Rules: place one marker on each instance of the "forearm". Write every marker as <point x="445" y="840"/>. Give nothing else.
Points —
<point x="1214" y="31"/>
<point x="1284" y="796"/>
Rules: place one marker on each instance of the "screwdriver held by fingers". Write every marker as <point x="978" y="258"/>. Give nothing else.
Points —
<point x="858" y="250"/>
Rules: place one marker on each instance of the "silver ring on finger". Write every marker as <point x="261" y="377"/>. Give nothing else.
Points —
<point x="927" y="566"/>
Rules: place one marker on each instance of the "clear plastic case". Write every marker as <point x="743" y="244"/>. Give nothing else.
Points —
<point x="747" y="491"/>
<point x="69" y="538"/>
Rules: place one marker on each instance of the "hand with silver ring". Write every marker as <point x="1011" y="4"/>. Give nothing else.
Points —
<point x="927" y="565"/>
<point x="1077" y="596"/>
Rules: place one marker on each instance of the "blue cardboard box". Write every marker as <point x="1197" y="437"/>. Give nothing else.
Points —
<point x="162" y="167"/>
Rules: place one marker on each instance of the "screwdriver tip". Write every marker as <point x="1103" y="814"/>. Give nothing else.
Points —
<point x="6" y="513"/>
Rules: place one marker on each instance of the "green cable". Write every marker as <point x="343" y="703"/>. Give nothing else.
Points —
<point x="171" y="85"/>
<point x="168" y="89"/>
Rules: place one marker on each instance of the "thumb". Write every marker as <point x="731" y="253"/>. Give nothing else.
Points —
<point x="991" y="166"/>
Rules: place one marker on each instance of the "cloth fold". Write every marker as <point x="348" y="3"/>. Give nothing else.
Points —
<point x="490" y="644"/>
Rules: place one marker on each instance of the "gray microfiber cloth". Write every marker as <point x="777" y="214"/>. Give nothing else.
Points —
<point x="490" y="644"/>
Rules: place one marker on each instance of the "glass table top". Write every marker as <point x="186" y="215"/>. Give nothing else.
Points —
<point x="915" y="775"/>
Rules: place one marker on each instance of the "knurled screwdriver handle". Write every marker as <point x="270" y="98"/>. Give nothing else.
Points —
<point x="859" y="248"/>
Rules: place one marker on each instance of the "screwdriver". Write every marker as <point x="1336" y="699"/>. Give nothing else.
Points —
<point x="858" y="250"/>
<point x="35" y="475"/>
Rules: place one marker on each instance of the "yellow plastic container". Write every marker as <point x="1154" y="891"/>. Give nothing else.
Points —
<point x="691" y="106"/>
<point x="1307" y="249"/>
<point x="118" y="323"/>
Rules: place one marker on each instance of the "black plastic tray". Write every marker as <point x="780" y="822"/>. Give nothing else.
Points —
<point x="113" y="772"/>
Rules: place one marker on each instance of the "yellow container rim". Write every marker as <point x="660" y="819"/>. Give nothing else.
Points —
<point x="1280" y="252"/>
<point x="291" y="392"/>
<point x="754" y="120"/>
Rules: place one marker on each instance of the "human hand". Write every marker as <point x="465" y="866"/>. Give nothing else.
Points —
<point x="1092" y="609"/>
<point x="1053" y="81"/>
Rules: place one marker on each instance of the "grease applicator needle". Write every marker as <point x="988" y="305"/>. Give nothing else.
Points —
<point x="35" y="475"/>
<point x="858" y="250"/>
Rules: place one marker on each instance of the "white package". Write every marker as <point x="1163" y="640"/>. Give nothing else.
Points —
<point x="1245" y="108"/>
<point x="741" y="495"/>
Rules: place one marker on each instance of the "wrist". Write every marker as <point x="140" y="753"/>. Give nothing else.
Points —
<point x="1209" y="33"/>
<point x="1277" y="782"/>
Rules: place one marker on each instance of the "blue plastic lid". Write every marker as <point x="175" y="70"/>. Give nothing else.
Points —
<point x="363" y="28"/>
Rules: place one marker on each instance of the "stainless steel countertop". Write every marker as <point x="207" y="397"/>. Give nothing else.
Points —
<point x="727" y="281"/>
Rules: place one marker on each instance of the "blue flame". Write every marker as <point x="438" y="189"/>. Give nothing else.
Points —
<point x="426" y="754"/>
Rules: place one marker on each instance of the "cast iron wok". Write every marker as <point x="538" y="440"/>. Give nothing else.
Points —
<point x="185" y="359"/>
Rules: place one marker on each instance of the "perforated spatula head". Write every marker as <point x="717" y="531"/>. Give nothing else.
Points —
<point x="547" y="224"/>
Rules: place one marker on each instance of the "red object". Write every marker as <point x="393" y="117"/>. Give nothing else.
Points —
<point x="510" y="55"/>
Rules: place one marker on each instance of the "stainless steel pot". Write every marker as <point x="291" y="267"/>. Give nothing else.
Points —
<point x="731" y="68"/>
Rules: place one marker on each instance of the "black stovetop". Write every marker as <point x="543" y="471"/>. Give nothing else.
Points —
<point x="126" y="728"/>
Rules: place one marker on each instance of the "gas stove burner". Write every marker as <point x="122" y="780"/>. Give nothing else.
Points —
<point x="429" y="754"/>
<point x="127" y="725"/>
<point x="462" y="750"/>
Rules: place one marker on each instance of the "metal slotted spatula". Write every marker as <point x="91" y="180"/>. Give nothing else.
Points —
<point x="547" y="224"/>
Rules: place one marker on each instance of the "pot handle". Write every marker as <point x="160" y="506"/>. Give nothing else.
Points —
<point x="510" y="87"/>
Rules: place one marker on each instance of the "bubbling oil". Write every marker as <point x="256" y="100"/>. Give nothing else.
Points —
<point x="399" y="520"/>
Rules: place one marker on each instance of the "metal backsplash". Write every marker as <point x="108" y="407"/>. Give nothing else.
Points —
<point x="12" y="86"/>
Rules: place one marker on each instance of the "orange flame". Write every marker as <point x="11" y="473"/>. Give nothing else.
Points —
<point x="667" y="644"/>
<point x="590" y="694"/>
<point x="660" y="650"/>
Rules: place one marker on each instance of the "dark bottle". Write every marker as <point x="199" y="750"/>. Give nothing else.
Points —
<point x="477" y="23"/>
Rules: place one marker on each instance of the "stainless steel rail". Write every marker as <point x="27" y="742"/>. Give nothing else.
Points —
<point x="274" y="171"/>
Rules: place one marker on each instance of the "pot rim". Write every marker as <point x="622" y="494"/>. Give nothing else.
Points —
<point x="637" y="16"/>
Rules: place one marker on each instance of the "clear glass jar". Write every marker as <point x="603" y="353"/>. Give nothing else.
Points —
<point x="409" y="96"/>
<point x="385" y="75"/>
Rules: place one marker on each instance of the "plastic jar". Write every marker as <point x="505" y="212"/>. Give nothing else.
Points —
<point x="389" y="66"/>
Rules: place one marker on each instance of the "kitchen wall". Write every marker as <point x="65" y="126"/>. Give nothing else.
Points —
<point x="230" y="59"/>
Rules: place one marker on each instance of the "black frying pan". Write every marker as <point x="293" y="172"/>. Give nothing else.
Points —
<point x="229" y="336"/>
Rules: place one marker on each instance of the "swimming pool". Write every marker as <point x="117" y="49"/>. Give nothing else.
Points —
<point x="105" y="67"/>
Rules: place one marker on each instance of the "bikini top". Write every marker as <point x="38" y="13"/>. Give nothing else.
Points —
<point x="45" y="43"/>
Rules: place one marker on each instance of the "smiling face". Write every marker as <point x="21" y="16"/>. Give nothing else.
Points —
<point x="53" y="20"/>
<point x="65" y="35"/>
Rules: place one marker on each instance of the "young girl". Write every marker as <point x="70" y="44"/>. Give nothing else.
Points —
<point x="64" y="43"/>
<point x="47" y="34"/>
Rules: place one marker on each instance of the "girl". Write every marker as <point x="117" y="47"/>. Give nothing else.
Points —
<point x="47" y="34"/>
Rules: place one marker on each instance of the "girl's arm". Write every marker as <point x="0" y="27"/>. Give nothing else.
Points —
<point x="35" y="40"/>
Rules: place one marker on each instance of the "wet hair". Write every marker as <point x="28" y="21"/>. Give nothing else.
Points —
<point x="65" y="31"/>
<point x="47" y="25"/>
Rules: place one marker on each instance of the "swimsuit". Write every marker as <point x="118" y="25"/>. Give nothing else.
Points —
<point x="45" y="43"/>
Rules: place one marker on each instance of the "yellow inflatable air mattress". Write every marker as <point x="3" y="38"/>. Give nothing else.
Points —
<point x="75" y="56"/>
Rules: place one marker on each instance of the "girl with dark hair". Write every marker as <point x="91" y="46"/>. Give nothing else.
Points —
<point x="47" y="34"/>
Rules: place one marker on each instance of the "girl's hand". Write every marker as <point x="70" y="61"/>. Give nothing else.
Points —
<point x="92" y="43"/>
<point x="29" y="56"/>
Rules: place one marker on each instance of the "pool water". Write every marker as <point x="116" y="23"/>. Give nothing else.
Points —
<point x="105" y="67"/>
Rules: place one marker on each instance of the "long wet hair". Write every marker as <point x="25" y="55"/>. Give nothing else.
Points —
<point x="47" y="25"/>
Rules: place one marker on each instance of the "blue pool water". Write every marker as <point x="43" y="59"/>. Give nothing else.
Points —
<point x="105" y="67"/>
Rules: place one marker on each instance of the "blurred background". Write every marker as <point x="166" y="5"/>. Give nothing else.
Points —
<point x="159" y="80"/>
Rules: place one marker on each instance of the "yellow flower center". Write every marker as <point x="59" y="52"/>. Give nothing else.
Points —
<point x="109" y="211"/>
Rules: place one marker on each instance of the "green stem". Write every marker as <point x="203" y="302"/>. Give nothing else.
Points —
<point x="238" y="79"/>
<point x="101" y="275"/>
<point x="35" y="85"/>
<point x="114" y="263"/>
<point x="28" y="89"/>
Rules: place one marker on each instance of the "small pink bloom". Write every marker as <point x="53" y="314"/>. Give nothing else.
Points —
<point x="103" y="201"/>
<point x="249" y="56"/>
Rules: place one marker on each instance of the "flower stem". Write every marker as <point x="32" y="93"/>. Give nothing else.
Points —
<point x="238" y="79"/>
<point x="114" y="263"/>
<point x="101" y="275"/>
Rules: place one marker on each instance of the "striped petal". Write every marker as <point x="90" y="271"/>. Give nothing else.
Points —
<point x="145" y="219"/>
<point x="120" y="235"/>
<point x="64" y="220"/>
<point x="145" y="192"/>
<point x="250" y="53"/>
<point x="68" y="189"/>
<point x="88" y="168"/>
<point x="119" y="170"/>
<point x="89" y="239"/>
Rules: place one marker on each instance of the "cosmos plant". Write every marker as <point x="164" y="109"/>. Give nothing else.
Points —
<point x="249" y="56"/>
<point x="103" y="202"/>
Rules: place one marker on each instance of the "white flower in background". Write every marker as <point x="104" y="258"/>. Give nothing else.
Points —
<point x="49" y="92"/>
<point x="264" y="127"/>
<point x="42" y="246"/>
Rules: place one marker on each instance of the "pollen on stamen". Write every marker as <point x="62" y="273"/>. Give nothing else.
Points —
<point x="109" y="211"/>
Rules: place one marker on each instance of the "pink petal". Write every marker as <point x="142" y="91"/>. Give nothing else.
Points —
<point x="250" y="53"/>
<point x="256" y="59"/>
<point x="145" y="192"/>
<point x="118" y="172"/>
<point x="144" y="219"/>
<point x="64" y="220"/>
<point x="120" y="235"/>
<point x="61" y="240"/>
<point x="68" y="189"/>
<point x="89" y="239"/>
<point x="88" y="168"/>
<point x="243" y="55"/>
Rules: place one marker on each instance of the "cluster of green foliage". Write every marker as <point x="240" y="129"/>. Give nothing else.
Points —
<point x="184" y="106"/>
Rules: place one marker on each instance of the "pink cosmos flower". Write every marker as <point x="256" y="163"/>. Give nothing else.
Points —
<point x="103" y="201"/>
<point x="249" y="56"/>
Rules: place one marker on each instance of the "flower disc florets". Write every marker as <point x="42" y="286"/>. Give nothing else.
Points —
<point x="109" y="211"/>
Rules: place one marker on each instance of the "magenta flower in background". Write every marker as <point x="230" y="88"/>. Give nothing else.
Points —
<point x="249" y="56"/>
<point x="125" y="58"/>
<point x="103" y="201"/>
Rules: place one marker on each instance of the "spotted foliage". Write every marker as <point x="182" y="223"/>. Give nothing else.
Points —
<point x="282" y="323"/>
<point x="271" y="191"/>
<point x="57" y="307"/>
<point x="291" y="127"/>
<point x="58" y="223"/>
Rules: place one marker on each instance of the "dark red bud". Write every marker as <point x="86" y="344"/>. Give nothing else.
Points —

#####

• **YOUR GOAL**:
Find every line in the entries above that contains the string "green", treating uppercase and lowercase as different, and copy each of those lines in full.

• **EXPECTED ANSWER**:
Rules: place one marker on each instance of the "green cable". Write every marker as <point x="343" y="703"/>. Give nothing else.
Rules: place one marker on each instance of the "green stem". Write every marker as <point x="203" y="302"/>. Give nothing else.
Rules: place one marker on each instance of the "cluster of green foliage". Write every marker as <point x="240" y="129"/>. Give nothing else.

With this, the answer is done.